* **Work to do**: Write the lines below as a JSON list of strings, one string per line and no blank lines, starting with the first line and ending with the line that contains "pixel 720 421", both ends included.

* **Listing**:
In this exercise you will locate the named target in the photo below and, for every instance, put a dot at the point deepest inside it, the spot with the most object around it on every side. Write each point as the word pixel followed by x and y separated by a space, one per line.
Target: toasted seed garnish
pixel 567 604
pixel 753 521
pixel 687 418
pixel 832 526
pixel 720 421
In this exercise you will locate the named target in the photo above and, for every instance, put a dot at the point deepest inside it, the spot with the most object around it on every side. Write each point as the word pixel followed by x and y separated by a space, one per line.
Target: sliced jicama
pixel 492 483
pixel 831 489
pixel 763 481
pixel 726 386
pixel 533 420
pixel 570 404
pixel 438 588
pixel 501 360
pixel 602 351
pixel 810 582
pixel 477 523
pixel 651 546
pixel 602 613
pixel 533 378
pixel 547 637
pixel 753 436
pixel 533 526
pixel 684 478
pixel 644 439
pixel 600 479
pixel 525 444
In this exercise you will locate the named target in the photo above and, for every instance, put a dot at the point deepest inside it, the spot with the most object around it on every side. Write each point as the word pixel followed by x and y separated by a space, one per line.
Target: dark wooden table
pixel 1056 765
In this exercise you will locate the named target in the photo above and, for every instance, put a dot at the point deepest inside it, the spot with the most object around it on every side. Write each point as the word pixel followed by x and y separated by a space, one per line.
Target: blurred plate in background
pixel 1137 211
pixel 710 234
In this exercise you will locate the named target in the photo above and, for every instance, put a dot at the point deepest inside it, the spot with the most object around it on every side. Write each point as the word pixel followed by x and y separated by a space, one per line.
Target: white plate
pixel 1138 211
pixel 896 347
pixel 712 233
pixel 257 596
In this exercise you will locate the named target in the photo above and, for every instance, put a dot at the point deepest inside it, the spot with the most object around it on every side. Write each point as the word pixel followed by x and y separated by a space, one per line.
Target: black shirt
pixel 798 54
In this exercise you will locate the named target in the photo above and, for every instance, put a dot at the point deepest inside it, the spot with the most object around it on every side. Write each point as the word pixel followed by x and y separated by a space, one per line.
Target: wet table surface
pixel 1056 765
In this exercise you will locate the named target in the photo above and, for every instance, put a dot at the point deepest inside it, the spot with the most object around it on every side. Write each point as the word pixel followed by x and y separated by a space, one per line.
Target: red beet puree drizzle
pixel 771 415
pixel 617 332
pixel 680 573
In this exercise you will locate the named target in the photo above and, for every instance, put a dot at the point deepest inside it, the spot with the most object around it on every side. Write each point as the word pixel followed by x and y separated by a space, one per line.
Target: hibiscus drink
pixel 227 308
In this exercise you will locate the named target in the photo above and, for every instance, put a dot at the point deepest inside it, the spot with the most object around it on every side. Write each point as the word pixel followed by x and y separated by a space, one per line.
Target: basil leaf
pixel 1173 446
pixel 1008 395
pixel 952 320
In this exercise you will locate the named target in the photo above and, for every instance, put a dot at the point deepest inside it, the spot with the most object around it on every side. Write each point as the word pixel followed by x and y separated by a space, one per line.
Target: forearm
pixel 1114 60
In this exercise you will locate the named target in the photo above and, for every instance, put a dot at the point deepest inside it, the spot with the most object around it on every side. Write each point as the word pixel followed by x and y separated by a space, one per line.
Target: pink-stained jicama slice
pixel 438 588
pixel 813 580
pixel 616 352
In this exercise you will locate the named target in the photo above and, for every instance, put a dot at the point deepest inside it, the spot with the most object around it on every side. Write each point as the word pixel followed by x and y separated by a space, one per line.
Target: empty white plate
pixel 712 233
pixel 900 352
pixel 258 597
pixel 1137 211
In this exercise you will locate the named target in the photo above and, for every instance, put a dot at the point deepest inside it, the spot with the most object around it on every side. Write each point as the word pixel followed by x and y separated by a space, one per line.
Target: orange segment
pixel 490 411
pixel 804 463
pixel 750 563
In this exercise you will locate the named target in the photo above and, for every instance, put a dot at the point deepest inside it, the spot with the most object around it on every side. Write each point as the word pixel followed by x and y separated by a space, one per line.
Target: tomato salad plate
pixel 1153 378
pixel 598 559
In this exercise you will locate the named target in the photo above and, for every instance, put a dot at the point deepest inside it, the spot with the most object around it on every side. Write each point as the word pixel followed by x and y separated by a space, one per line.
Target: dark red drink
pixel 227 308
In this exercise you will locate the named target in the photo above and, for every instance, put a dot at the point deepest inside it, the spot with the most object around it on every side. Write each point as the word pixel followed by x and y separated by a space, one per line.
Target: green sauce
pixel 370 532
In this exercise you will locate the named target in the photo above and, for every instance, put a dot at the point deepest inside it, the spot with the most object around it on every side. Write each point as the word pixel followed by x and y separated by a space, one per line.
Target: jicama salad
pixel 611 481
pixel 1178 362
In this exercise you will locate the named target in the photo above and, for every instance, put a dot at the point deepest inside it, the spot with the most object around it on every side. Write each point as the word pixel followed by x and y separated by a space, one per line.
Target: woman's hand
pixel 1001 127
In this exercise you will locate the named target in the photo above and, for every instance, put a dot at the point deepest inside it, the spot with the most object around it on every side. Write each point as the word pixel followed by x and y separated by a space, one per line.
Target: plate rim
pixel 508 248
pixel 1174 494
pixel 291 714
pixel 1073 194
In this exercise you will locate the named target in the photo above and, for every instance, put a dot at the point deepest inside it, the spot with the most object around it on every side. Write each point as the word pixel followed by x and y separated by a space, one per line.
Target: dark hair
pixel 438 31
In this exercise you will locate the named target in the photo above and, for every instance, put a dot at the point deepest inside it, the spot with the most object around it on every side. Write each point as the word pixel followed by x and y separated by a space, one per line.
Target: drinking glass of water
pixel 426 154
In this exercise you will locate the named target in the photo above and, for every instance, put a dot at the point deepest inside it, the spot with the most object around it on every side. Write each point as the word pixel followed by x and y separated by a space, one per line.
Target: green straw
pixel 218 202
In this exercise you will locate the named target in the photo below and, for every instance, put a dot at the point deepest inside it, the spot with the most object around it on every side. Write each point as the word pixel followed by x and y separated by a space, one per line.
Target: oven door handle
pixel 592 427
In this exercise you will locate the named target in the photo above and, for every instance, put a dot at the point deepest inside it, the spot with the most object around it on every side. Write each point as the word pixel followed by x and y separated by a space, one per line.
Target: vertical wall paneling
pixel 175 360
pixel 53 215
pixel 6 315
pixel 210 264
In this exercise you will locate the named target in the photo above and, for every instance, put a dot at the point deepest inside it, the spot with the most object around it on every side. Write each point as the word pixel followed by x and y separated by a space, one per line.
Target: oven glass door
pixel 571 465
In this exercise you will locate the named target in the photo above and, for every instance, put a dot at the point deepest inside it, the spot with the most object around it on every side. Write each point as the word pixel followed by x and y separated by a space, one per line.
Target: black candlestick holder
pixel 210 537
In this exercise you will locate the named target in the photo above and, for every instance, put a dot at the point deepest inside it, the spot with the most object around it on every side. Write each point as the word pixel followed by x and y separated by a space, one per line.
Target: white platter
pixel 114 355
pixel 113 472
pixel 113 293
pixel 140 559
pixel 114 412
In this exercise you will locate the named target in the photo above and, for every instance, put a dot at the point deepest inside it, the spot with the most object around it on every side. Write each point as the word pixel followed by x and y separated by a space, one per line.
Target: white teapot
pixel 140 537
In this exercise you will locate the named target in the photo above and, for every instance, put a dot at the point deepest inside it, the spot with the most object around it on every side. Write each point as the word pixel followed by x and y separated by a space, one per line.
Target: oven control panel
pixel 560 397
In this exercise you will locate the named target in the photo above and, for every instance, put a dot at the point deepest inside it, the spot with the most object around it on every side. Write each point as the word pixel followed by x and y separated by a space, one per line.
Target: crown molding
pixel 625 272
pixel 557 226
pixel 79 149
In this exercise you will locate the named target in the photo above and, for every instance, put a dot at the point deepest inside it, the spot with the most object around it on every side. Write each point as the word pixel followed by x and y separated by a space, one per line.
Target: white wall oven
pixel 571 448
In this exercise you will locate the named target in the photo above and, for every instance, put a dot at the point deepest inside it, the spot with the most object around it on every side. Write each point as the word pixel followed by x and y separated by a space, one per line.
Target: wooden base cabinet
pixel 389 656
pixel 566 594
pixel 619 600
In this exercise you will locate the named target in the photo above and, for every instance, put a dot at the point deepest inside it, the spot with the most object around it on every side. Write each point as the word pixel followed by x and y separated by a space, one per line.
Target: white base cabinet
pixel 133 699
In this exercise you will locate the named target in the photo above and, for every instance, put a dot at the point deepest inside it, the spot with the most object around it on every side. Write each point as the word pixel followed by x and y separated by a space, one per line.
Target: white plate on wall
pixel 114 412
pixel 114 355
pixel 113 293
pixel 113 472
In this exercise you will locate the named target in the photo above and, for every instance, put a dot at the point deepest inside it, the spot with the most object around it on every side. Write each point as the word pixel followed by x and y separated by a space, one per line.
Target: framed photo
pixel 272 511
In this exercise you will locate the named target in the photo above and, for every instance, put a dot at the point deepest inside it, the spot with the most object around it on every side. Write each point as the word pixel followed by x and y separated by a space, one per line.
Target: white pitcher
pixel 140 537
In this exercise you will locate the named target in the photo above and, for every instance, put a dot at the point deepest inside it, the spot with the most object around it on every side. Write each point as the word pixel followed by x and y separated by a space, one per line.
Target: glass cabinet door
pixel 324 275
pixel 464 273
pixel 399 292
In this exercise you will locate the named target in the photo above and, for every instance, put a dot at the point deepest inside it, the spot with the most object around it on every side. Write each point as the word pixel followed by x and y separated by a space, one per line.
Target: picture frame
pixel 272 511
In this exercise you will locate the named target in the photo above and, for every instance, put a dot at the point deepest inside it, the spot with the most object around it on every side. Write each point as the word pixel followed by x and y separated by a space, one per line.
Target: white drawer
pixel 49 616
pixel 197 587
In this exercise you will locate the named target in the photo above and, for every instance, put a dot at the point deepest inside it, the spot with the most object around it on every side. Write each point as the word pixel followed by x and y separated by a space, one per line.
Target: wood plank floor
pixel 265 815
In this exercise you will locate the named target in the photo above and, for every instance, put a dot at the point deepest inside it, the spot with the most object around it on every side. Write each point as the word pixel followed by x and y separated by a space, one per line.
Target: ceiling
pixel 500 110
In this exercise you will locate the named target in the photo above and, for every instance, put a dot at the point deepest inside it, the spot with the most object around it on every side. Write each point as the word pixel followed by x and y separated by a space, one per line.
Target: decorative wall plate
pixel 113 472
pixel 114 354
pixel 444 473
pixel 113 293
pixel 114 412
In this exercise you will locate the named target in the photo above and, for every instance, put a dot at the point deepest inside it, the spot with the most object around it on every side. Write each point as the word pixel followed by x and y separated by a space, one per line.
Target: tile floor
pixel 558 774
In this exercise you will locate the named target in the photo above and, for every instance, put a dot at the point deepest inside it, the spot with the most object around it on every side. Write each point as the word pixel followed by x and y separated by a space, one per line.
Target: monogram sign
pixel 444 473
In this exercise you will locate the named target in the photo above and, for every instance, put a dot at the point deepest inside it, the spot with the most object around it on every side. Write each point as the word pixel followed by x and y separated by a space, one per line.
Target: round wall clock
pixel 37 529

* **Output for this exercise**:
[
  "In this exercise you will locate the named target in the photo below and, for every instance, put a dot at the point deepest inside it, the spot with the most object around it on every side. Write each point as the word pixel followed by x and y separated by a space, one per line.",
  "Target: toasted seed garnish",
  "pixel 567 604",
  "pixel 753 521",
  "pixel 687 418",
  "pixel 832 526",
  "pixel 720 421"
]